◆ REQUIRED WORK:
- a) Answer these questions from the passage on coding models:
(i) Which model does the passage call the first open model to pass a meaningful threshold of reliability and utility?
(ii) After passing a threshold with which version did Opus really take off?
(iii) In the comparison task, what did Sonnet 4.6 invent that was rejected during CR?
- b) Transcribe the part of the passage on coding models that lies between "GLM passes a" and "to do that.", inclusive.

◆ SOURCE:
The difference here is that those small models are impressive, but not super useful. Deepseek 4 is impressively cheap for the intelligence, but not reliable enough to daily drive unless your time has low value.

GLM passes a meaningful threshold of reliability/utility that puts it in a different category for real work. Just like Opus really took off after passing a threshold with 4.5. It's the first open model to do that.

Qwen3.6-27b is surprisingly good for tasks that need modifying an existing repo by analogy with the existing code. For example, you have an existing CRUD app and want to add a new domain model and expose it via the API. Qwen3.6 analyzes how things are done in the project and usually makes it work flawlessly in one shot, and the code is what you expected more-less. Qwen3.6 only struggles with non-trivial code or when you bootstrap a project from scratch (due to the lack of world knowledge, it's a small model after all). But how often do you write non-trivial code or projects from scratch?

I once gave Sonnet 4.6 and Qwen 3.6 the same real-world task to compare: "extend the existing code with this new requirement". Qwen3.6-27b perfectly followed the existing conventions, while Sonnet 4.6 invented its own conventions that were rejected during CR by another dev (i.e. he basically chose Qwen3.6's output in a blind test). Qwen3.6-27b, run locally, also managed to finish faster on that task (mostly because Sonnet 4.6 made tool calling errors and removed some code by accident, so it spent additional time reverting its errors, and got somewhat confused in the process).

◆ DATA ENTRIES:
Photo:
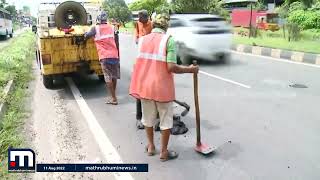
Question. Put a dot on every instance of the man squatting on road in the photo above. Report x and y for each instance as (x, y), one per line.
(104, 37)
(142, 28)
(152, 82)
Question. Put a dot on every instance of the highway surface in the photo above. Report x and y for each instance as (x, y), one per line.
(262, 127)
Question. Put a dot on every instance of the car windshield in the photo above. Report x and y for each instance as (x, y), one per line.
(208, 22)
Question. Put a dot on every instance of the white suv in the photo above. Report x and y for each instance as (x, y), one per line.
(202, 36)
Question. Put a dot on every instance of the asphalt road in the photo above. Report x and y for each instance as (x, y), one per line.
(262, 128)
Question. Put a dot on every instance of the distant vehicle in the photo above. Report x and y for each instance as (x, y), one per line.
(6, 28)
(135, 15)
(202, 36)
(261, 19)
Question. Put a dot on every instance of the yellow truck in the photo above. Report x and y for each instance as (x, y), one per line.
(61, 47)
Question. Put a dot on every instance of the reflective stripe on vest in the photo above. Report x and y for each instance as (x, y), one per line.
(98, 36)
(151, 78)
(105, 42)
(160, 56)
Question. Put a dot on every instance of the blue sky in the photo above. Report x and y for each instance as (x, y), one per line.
(33, 4)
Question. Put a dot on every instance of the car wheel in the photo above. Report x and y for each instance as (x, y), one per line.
(186, 59)
(47, 81)
(101, 78)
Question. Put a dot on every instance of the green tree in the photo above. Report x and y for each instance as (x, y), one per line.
(149, 5)
(12, 10)
(3, 3)
(118, 10)
(26, 9)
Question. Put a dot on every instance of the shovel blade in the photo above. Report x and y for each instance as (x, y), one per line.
(204, 149)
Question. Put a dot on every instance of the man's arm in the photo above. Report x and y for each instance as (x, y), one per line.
(172, 60)
(90, 33)
(136, 32)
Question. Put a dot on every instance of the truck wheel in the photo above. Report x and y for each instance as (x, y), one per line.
(101, 78)
(47, 81)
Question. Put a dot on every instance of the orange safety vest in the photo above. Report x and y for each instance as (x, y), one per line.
(150, 78)
(105, 42)
(143, 29)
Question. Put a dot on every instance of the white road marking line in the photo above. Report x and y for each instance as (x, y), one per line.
(224, 79)
(278, 59)
(109, 151)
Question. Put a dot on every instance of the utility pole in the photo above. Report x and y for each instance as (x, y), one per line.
(250, 24)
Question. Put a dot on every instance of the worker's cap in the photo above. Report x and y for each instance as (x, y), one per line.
(143, 14)
(103, 16)
(162, 20)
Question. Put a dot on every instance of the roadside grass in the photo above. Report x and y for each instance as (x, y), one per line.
(309, 41)
(15, 61)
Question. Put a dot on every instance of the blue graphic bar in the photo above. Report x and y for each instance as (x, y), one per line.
(92, 168)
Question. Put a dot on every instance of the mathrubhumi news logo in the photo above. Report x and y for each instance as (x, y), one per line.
(21, 160)
(24, 161)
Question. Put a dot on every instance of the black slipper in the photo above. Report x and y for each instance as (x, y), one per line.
(171, 155)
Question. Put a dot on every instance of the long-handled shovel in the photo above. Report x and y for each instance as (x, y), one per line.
(200, 147)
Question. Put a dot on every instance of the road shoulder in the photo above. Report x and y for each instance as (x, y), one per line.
(58, 133)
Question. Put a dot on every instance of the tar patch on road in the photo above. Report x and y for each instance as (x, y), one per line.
(298, 86)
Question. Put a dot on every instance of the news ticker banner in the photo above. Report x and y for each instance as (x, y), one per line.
(23, 161)
(92, 168)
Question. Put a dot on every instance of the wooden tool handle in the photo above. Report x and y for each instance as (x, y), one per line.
(196, 102)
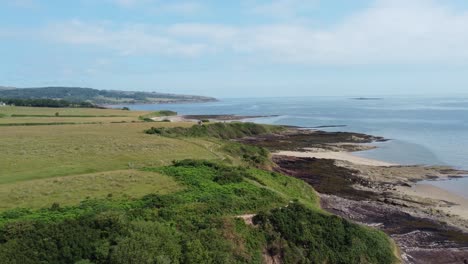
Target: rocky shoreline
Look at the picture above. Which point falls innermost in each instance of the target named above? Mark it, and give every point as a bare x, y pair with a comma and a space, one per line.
378, 196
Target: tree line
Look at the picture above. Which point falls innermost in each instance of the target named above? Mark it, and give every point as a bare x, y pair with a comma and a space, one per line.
45, 103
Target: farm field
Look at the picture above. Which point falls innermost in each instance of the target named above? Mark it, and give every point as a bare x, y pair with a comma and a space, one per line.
44, 115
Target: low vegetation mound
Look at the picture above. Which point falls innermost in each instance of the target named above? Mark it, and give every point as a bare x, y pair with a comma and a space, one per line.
231, 130
197, 224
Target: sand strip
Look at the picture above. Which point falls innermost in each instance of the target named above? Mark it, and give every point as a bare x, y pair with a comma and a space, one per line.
451, 203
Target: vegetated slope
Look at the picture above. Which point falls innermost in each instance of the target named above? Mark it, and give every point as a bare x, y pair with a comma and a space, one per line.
231, 130
197, 224
79, 94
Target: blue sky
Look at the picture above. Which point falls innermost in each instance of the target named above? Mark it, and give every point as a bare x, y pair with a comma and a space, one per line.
245, 48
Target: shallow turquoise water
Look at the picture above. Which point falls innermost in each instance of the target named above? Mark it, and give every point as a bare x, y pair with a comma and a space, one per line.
422, 130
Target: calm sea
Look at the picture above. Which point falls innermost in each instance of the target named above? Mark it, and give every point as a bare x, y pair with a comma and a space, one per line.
432, 131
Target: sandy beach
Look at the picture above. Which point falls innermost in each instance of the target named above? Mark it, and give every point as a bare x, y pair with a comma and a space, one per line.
405, 190
449, 203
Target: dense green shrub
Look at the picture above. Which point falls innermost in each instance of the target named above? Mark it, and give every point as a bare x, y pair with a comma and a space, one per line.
197, 224
252, 155
319, 238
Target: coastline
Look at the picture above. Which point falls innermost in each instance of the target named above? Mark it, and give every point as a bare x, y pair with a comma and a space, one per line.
434, 197
428, 223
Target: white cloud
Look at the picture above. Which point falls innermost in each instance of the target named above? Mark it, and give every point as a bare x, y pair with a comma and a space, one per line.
127, 40
389, 31
283, 8
129, 3
21, 3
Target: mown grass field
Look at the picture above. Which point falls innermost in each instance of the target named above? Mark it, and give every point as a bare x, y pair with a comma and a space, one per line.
40, 165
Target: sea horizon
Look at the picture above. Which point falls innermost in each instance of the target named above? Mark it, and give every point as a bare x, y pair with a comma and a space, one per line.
420, 131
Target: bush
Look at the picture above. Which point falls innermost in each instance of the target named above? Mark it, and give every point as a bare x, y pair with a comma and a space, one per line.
319, 238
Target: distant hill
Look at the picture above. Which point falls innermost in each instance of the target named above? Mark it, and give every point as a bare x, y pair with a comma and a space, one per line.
78, 94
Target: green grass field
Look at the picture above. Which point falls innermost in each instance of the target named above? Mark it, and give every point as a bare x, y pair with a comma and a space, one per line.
28, 115
85, 156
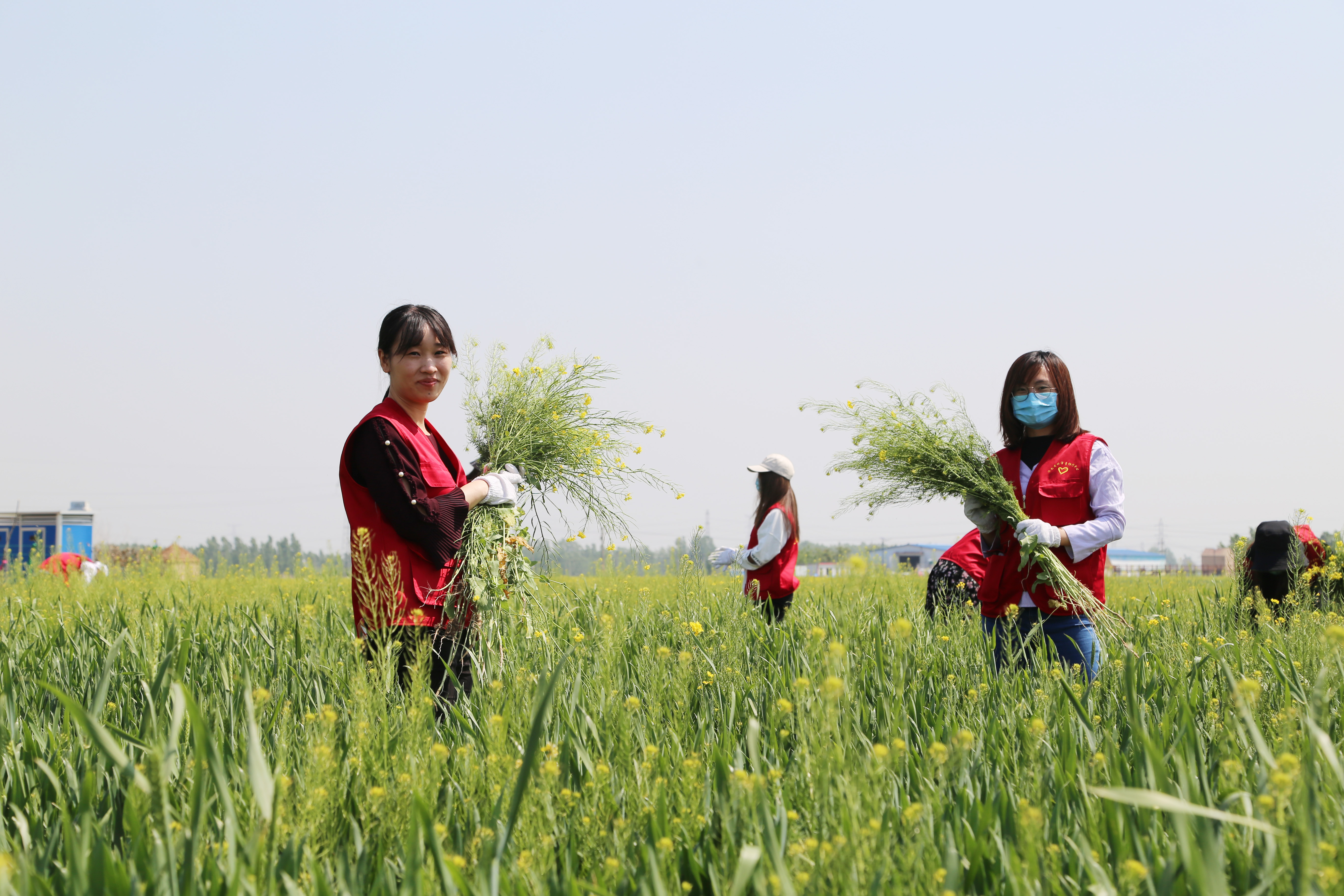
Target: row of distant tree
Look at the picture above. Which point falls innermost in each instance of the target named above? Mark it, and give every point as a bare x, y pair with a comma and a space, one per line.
287, 557
572, 558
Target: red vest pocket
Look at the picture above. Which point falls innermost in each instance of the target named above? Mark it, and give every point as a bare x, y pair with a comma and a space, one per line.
1074, 488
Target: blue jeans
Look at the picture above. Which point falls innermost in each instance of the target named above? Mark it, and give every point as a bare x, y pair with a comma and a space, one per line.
1074, 640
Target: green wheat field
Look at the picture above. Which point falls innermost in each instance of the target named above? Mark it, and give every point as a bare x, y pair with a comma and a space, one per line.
651, 735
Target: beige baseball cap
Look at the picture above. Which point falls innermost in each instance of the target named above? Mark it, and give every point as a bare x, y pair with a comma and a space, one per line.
775, 464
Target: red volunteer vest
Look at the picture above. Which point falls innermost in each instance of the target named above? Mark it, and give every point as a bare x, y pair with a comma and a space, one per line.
1058, 495
777, 578
968, 555
424, 586
62, 563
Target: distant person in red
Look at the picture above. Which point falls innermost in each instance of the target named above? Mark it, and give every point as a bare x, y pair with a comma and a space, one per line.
772, 553
66, 563
404, 484
956, 577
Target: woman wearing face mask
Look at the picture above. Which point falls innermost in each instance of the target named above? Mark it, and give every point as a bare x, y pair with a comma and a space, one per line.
1070, 486
404, 484
772, 551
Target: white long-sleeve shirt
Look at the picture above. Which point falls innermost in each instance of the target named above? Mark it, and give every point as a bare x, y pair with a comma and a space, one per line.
772, 535
1105, 496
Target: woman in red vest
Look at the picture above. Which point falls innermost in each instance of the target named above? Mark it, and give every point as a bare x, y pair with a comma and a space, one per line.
955, 579
772, 551
404, 484
1070, 486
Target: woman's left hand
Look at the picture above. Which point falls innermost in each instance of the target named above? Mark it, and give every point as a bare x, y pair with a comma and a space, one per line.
1046, 534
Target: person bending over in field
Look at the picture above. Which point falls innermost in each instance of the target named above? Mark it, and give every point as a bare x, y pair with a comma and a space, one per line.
1073, 490
405, 487
955, 579
772, 551
1276, 558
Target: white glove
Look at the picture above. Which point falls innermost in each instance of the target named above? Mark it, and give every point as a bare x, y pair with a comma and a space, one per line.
503, 487
1045, 532
724, 558
980, 514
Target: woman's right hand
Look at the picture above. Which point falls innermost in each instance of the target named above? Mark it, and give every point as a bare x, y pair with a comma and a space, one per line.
980, 514
503, 487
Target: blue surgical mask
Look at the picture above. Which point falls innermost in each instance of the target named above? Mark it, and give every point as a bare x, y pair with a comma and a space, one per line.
1036, 409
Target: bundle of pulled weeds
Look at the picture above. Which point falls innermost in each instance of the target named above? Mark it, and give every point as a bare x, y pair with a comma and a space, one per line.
576, 457
910, 450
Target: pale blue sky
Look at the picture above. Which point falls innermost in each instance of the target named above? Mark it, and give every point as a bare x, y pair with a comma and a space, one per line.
206, 209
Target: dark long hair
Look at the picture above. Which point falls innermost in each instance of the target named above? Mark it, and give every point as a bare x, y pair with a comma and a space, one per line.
404, 328
1066, 418
776, 490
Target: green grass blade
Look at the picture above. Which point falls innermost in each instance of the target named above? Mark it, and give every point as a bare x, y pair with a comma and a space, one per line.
101, 738
1143, 798
263, 782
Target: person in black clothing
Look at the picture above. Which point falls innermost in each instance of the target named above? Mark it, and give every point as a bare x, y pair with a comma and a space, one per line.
1271, 559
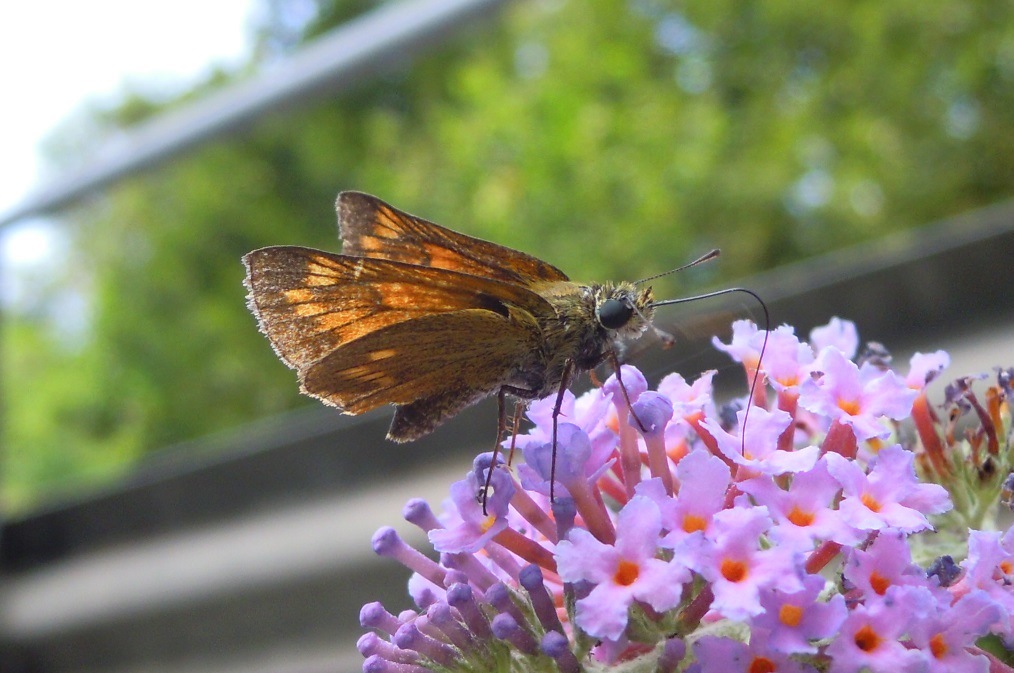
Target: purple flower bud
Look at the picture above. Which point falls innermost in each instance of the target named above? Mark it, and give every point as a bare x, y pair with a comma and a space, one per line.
373, 615
442, 617
506, 628
499, 597
376, 664
386, 542
530, 578
557, 646
410, 638
371, 644
461, 598
418, 512
653, 410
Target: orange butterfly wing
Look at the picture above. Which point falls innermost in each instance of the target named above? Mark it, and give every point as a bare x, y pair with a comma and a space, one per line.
431, 367
310, 303
372, 228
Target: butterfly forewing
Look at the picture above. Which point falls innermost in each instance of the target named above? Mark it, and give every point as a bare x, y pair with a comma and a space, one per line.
436, 365
371, 228
310, 303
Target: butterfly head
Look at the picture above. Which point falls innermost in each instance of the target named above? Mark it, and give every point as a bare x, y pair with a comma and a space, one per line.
624, 310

◆ FINAL RESULTS:
- a)
(i) GLM
(ii) 4.5
(iii) Its own conventions

- b)
GLM passes a meaningful threshold of reliability/utility that puts it in a different category for real work. Just like Opus really took off after passing a threshold with 4.5. It's the first open model to do that.